**EXCERPT PROVIDED**
——
On Saturday I attended the Electronic Data Methods (EDM) Forum Symposium in Orlando. The focus of the workshop was how to build infrastructure for sharing clinical data for improving patient care. This comes in two flavors : quality improvement (QI), which refers to learning from clinical data much like a feedback loop, patient-centered outcomes research (PCOR) or comparative effectiveness research (CER), which is looks at how patient outcomes vary across different treatments. There’s a lot of hope that moving to electronic health records (EHRs) can facilitate these kind of studies, but the upshot of the workshop was that there are a lot of practical impediments.
One big issue that came up was essentially how EHRs are used, and how the data in them is hard to get out in a consistent and quantifiable way. Physicians record results in idiosyncratic ways, and in order to get practicing physicians to buy-in, the data format of EHRs is rather flexible, resulting in huge headaches for people trying to extract a data table out of a databased of EHRs. Much of the data is in running text — NLP approaches are improving, but it’s far from automated.
Once the data is extracted, it turns out it’s quite noisy, and poorly validated. Sometimes it’s a case of garbage-in : the data was not recorded properly in the first place. Other times, it’s due to miscalibration. There were a number of talks (which I missed) dedicated to this. Then there are questions of whether the data you have collected is representative. If you are trying to draw inferences across multiple sites, how do we appropriately account for confounding factors such as demographic differences? This is the kind of thing that can plague even a single-site observational study, butit becomes particularly acute for multi-site investigations.
Finally, even if each site can extract a more-or-less clean data set, you have the problem of sharing this data. This raises headaches from a policy perspective as well as technological perspective. On the policy side, each site has its own IRB and own review, and many instituions are hesitant to cede authority to third party or federated IRBs. For a small number of sites, a policy and technology framework can be worked out, but scaling these systems up and providing oversight is going to raise new challenges that we probably cannot anticipate. Even if two sites want to share data, they have to implement privacy protections, and depending on the kind of data being shared, technologies may not even exist to mask patient identities — biological samples are inherently problematic in this regard, but even sharing a data table is non-trivial. Apart from the privacy concerns, creating a common schema for the data to be shared sounds like an obvious thing to do, but if the two sites are using different EHR software… well, let’s say it’s not as easy as sharing PowerPoint from Mac to PC.
All in all, I came away feeling like the state of the art is both depressing and invigorating — there’s a lot to do, and I just hope that the short time frame that people go on about doesn’t result in half-baked partial solutions becoming the standard. There are a lot of questions from basic statistics through distributed system design here, so maybe after chewing on it a while I’ll get some new problem ideas.
2 thoughts on “EDM Forum 2012”
This situation exactly mirrors the situation with threat detection in cyber security today. First, data is collected in idiosyncratic (i.e. non-normalized) manner. In cases where the system forces normalized sensing reports (in other words, drops all the free-form text on the floor) it is clear that the systems are seriously lacking, that there is something essential but undefinable in the free text fields that would be lost if we insisted on eliminating them. The data is extremely noisy, indeed, it is well understood that the security “signal” is drowning in noise (aka non-security-relevant data that is extremely interesting to non-security folks). There have been several attempts and initiative at sharing threat-relevant data across organizations but no one knows how to collate such information. Finally, no one wants to share data for fear of privacy violations and social embarrassment. Actually, to be very precise, what people wish for is the ability to retract/redact shared data retroactively after “sensitive” information is uncovered in the data.
Sounds a bit like having your cake and eating it too, but I can’t tell if the retraction is eating or having…
——
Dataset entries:
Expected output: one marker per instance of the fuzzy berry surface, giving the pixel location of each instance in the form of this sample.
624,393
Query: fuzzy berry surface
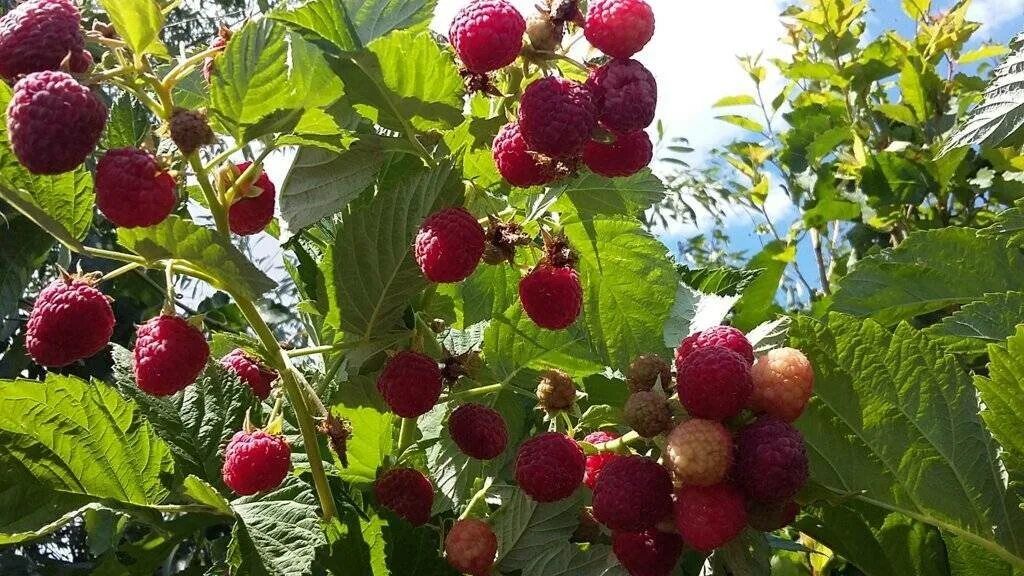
552,296
619,28
771,460
38,35
516,163
650,552
255,461
709,517
132,190
626,156
169,355
714,383
783,379
408,493
550,466
449,245
250,214
699,452
71,320
251,371
477,430
556,116
470,546
486,35
632,493
54,123
411,383
626,95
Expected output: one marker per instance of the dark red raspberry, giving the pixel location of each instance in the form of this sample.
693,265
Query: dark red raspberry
771,460
411,383
471,546
619,28
552,296
714,383
70,321
251,371
717,336
408,493
38,35
132,190
517,165
169,354
556,116
550,466
647,553
255,461
449,245
487,35
626,94
632,493
54,122
478,430
709,517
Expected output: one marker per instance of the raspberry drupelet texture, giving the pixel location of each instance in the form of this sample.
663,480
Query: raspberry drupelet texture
169,355
408,493
251,371
132,190
70,321
411,383
632,493
477,430
550,466
450,245
255,461
714,383
699,452
38,35
54,123
556,117
487,35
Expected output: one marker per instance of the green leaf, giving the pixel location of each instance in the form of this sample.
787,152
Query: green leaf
201,247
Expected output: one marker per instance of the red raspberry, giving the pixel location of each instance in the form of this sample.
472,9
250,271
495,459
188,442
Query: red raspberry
782,379
619,28
169,354
411,383
709,517
251,371
487,35
517,165
714,383
699,452
556,116
771,460
39,35
633,493
551,296
254,209
625,157
550,466
255,461
54,122
647,553
626,94
132,190
478,430
408,493
726,336
471,546
450,245
70,321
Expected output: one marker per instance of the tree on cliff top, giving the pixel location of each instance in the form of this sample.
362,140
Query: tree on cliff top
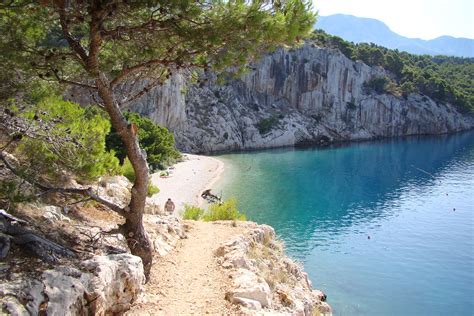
102,46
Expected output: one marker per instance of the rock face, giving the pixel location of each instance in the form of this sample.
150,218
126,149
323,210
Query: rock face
264,280
109,286
310,95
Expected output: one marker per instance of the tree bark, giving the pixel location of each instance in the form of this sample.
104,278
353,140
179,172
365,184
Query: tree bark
133,230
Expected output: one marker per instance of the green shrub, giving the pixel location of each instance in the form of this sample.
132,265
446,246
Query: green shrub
192,212
225,211
83,153
157,141
127,171
266,125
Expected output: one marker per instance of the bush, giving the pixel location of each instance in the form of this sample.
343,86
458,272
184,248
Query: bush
152,189
192,212
266,125
157,141
84,154
128,172
225,211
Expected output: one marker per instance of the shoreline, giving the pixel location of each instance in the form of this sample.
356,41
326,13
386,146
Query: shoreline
187,180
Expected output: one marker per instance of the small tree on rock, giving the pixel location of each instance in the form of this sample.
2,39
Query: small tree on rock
102,45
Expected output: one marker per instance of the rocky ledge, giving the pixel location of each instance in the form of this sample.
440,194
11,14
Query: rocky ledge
264,280
102,278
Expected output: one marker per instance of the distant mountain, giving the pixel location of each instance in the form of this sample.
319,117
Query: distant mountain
367,30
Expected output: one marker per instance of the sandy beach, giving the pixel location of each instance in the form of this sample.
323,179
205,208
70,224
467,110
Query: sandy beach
187,181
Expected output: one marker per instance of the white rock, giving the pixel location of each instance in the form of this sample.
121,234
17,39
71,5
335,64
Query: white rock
248,303
53,213
248,285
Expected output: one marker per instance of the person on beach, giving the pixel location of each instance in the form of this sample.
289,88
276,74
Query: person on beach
169,206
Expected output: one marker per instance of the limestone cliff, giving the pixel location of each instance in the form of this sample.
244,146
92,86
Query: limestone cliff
293,97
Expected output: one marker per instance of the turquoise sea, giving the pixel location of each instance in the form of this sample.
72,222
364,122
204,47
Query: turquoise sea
383,227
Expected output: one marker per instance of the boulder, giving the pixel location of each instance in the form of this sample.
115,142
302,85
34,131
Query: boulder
247,285
53,213
103,285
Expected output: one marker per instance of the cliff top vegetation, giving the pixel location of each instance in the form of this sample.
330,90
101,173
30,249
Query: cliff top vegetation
445,79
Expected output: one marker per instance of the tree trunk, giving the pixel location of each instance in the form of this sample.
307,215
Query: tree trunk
133,230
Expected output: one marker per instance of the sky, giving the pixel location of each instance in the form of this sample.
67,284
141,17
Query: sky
426,19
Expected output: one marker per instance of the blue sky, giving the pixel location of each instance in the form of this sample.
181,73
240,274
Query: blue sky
424,19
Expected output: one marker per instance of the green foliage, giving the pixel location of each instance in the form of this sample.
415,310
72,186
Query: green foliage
157,141
12,191
225,211
152,189
127,171
192,212
215,33
266,125
442,78
83,155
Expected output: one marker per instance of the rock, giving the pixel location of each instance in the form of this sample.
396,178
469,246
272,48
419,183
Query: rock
164,232
248,303
260,272
153,208
116,189
65,289
53,214
117,281
108,286
312,95
247,285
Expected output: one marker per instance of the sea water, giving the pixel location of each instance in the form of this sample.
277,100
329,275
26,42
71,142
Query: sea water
383,227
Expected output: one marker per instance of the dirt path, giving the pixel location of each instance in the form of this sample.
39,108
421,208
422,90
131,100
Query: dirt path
188,280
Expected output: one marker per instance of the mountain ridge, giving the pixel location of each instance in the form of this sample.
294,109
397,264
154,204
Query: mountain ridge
359,30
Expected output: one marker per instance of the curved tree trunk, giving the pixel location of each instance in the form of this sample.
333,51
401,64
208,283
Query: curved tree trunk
133,229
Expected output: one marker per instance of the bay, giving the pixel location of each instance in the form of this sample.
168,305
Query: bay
383,227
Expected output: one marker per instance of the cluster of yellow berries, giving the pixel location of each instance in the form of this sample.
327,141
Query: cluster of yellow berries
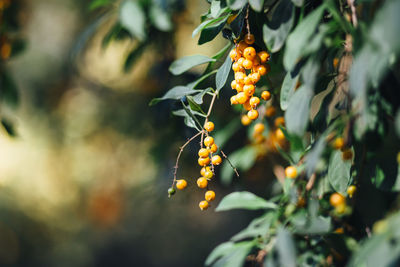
248,67
339,144
207,160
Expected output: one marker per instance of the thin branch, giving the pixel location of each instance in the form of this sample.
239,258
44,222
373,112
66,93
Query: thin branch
230,163
179,155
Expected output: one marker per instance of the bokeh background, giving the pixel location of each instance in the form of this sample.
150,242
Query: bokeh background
84,181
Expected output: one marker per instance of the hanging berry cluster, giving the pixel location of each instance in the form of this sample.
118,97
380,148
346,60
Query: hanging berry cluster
248,67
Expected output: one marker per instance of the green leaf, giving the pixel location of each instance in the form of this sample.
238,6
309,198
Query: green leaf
297,113
160,18
287,90
256,5
181,65
286,248
176,92
132,18
276,31
339,172
300,38
236,4
223,73
244,200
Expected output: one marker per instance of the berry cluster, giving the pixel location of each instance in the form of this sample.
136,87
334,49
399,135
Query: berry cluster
207,160
248,67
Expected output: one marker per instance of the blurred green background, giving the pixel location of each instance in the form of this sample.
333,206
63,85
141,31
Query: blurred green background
84,182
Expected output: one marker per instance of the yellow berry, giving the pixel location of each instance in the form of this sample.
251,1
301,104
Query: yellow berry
203,161
245,120
208,141
249,38
291,172
249,90
181,184
254,101
213,148
338,143
264,56
351,190
270,111
242,98
203,153
203,205
209,126
252,114
216,160
337,199
259,128
210,195
266,95
202,182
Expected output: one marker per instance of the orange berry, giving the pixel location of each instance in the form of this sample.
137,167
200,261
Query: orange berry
208,141
181,184
254,101
252,114
259,128
249,38
209,126
279,121
210,195
255,77
214,148
249,89
216,160
247,64
337,199
202,182
203,205
203,153
203,161
249,53
264,56
242,97
291,172
270,111
245,120
266,95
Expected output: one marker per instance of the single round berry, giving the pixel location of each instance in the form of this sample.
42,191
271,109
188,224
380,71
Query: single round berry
203,153
249,38
280,121
264,56
203,161
270,111
247,64
203,205
252,114
208,141
254,101
266,95
245,120
291,172
249,53
259,128
337,199
181,184
209,126
216,160
202,182
242,97
351,190
213,148
338,143
210,195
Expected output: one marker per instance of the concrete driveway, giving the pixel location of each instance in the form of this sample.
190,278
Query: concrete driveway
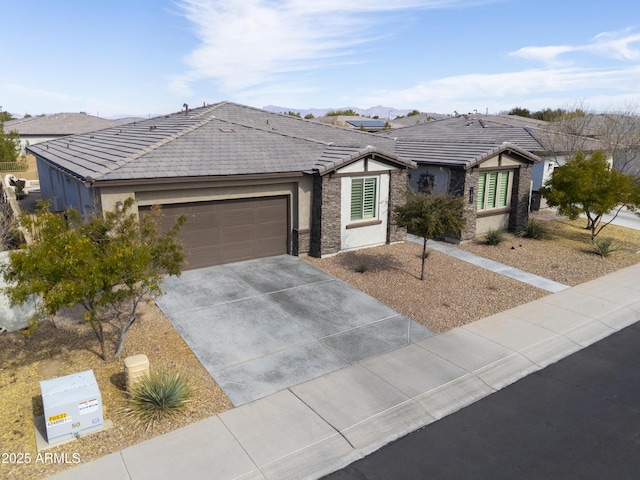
——
**DIRECTIONS FOR THIS TASK**
Reproduce everything in the EDM Forum post from "One big issue" down to "far from automated.", word for word.

**FINISHED EXERCISE**
One big issue that came up was essentially how EHRs are used, and how the data in them is hard to get out in a consistent and quantifiable way. Physicians record results in idiosyncratic ways, and in order to get practicing physicians to buy-in, the data format of EHRs is rather flexible, resulting in huge headaches for people trying to extract a data table out of a databased of EHRs. Much of the data is in running text — NLP approaches are improving, but it’s far from automated.